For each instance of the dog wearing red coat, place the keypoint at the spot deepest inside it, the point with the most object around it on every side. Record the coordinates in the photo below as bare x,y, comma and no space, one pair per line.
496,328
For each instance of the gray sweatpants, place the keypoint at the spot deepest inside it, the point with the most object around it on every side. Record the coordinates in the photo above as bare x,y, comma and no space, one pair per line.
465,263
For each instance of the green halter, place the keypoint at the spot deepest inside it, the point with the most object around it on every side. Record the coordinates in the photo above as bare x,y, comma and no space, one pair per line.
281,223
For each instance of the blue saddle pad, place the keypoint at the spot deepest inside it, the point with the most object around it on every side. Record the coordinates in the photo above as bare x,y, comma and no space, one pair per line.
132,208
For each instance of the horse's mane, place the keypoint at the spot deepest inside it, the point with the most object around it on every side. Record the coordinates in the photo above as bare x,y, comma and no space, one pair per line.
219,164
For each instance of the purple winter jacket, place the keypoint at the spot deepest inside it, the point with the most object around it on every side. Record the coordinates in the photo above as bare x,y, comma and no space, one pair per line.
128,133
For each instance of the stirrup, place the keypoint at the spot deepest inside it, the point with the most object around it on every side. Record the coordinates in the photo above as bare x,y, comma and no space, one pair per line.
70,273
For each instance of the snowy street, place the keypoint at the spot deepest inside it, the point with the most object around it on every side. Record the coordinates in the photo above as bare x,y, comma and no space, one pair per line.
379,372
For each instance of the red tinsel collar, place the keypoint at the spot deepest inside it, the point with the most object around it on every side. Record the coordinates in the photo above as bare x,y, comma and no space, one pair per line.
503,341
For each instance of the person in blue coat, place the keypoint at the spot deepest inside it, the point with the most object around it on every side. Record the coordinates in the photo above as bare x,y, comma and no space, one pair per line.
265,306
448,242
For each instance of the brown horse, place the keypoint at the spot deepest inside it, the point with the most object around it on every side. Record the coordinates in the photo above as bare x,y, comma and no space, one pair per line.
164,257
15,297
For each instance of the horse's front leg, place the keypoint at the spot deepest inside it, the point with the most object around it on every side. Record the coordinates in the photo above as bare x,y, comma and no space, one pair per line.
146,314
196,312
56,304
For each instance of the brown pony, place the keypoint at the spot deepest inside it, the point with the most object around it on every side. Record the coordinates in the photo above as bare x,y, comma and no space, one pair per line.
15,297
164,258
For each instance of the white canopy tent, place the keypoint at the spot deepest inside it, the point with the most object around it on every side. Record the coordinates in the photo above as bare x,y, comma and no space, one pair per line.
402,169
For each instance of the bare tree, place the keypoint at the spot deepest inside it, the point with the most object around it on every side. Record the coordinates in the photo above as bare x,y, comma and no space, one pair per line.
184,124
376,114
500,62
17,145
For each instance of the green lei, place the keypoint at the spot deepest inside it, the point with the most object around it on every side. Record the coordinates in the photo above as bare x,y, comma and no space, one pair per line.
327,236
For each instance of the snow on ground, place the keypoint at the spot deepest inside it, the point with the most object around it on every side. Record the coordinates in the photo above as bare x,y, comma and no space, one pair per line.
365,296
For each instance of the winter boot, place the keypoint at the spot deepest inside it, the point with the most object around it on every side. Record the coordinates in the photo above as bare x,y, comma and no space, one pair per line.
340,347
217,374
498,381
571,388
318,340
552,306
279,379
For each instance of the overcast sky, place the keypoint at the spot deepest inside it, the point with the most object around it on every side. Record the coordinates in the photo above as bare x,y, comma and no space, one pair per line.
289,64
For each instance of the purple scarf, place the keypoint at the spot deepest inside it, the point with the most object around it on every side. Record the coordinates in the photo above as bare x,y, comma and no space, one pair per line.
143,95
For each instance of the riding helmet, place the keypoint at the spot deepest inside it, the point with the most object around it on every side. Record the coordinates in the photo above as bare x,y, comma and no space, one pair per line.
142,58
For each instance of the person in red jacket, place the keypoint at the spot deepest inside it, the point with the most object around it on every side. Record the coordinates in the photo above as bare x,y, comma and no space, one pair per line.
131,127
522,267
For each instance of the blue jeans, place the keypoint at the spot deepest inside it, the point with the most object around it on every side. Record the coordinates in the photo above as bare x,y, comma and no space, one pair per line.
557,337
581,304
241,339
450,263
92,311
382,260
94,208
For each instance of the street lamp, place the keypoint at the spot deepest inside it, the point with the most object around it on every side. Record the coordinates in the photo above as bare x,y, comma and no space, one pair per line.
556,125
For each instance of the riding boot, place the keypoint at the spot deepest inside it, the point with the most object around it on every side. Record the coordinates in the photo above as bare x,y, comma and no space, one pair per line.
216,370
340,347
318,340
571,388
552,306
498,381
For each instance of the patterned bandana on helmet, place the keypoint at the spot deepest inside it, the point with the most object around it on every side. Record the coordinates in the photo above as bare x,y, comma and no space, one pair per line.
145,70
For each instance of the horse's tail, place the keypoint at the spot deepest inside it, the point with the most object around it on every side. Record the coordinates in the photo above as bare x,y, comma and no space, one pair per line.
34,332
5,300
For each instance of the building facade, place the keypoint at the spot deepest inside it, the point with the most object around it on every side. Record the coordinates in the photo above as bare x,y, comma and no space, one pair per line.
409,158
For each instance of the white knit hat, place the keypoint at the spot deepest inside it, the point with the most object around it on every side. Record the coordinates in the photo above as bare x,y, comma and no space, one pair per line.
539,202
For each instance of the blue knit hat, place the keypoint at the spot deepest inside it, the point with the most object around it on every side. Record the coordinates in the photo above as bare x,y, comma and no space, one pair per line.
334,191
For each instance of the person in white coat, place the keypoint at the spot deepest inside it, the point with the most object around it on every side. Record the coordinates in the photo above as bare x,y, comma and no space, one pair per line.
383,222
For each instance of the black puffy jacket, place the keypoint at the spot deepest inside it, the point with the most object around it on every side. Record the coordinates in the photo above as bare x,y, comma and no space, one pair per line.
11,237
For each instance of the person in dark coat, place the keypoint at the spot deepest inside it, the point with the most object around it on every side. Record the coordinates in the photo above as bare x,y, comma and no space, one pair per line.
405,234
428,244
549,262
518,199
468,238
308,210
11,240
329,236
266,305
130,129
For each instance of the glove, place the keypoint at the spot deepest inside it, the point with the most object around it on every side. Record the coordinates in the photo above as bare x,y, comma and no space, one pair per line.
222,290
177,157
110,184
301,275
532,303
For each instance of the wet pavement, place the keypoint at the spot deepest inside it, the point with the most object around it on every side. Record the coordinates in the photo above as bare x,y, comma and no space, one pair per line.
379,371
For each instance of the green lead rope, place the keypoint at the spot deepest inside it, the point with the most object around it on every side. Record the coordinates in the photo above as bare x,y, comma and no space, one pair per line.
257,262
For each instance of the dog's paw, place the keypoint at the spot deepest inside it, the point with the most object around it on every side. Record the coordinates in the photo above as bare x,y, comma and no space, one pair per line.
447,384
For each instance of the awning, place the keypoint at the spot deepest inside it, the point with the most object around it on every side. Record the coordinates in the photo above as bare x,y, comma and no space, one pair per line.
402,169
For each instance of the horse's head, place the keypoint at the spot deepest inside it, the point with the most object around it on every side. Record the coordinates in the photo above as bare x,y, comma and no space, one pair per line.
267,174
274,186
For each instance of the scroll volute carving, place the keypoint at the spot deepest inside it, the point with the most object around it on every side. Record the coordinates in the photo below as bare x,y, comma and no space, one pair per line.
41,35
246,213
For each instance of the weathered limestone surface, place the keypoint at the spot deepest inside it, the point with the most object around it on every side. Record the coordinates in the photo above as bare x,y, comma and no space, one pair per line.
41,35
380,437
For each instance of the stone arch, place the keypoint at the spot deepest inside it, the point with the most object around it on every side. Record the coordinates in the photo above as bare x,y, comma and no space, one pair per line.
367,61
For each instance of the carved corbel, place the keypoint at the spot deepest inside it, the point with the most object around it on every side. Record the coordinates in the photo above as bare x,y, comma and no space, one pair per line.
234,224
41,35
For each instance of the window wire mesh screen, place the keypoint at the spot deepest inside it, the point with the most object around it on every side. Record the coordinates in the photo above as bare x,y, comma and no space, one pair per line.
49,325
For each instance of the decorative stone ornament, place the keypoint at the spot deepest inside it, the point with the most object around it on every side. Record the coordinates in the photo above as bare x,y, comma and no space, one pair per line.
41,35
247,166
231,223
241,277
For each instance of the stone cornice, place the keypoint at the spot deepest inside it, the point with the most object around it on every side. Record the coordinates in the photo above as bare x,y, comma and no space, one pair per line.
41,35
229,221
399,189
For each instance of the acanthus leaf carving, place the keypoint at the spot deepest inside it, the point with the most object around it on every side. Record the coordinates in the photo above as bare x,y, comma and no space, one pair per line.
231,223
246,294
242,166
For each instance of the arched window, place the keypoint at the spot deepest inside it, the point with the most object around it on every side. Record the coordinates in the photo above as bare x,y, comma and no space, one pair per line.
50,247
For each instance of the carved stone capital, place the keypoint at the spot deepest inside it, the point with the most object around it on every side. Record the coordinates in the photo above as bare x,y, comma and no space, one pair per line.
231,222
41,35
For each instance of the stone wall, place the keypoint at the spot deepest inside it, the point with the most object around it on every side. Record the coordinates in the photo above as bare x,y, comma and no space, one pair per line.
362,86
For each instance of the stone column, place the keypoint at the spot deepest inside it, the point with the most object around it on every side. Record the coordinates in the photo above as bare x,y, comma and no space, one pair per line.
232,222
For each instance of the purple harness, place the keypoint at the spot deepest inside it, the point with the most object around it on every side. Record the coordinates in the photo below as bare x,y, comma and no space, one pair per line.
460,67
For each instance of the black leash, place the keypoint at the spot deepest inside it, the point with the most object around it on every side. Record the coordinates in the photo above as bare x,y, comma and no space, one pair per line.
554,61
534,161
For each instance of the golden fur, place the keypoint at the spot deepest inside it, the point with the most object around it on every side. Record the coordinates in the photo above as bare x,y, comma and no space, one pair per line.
+---+
The task: Only the lines from the one containing "For each instance of the carved stone" through the end of the material should be reproduced, exactly, with both ends included.

Task result:
For each instance of the carved stone capital, place the keypoint at the spot deepest inside it, the point with the most object around it on every side. Record the coordinates in the photo above as bare x,y, comma and no space, one pair per line.
231,222
41,35
For each instance of the stone wall, place the keypoint at the spot deepest inside it, the point with the most object around it on every side. Record the coordinates in the photo above as bare x,y, comma and no space, one pair per line.
362,86
For each instance of the stone column, place the keypoint at the spot deepest inside it, the point with the most object around it on every side. Record the coordinates in the photo above as bare x,y, comma and no space, one pair per line.
232,222
For each instance of the purple harness, place the keypoint at the spot deepest inside it, the point with the most object around it on every side. Record the coordinates in the photo below as bare x,y, comma and no space, one pair per line.
460,67
For each instance of the black leash, place the keypoint at the spot deepest inside it, the point with the most object around it on every side. Record the coordinates in the photo above as bare x,y, comma and no space, one pair per line.
554,61
534,161
For each instance of the golden fur, place the keypoint at the spot deepest inside it, the point with the most object around it on every side. Record the coordinates in the photo above as bare x,y, comma and no space, one pair per line.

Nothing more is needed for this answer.